- [DIRECTIONS]
If a line of the records holds the word "shed", copy it out.

- [RECORDS FOR THE EXERCISE]
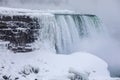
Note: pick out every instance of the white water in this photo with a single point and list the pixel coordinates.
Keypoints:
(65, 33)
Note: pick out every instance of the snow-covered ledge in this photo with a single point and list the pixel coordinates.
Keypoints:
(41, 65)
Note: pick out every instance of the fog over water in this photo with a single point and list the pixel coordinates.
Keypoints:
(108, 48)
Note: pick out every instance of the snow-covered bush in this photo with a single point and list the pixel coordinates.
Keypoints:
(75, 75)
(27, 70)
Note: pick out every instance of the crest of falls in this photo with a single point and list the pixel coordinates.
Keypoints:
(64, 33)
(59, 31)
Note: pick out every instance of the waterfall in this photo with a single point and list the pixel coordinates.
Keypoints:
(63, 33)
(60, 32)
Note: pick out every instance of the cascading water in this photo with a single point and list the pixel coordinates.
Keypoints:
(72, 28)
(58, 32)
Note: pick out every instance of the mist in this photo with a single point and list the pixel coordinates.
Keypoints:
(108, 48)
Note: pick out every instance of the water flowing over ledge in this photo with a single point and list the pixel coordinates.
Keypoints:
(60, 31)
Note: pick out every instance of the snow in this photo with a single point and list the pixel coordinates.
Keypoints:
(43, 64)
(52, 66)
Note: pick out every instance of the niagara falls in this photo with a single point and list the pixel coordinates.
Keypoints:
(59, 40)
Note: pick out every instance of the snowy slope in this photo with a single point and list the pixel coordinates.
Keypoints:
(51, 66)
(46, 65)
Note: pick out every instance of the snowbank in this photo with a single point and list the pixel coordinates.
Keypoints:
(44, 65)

---

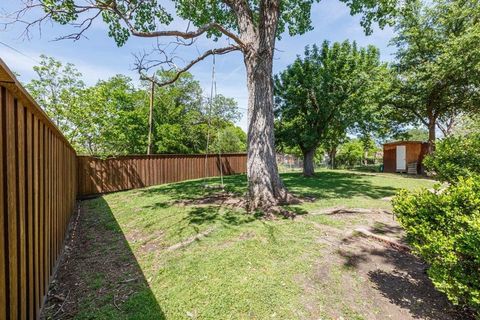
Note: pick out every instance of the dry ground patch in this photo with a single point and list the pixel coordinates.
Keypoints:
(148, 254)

---

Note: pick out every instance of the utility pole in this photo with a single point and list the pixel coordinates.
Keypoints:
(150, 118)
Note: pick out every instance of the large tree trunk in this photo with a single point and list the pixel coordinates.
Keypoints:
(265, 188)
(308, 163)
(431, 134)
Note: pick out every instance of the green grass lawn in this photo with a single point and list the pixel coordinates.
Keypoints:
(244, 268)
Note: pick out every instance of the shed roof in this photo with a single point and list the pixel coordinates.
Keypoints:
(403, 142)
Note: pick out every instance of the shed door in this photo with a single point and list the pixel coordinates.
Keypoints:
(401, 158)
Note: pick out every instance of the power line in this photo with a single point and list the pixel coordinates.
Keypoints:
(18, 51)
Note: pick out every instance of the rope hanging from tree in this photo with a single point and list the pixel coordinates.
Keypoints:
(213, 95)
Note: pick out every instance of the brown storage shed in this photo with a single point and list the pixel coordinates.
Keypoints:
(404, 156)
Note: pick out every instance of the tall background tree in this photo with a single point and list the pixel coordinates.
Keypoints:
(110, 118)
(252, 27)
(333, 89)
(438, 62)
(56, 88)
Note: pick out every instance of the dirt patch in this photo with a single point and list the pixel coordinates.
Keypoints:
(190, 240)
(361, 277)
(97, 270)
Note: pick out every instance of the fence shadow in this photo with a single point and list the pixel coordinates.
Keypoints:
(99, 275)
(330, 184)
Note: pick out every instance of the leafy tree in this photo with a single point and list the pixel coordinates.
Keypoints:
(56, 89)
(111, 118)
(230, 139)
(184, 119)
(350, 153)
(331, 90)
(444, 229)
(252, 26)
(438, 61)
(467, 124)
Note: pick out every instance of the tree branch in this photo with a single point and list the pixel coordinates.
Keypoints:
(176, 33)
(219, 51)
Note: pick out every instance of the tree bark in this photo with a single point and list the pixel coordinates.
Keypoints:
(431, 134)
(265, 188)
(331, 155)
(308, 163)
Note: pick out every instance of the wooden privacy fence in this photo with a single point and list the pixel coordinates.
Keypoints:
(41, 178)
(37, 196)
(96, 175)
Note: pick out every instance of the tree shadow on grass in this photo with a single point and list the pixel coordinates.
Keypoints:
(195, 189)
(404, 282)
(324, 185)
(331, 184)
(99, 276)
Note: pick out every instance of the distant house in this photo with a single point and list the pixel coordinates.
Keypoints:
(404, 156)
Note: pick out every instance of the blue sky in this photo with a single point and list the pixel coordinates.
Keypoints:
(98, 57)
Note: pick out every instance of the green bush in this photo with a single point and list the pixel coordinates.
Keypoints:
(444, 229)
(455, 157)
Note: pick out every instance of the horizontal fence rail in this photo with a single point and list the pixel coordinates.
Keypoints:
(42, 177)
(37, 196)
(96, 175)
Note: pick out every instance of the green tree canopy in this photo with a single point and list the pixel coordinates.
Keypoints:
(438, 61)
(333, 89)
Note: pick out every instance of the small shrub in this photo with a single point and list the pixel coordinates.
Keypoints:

- [RESPONSE TO THIS TASK]
Note: pick out every instance of the shed roof in this photo with a single point and list the pixel coordinates.
Note: pick out every instance of the shed door in this photo with a single point and list the pixel coordinates.
Note: pick out every instance of the brown storage shed in this photo with a single point and list the pixel coordinates.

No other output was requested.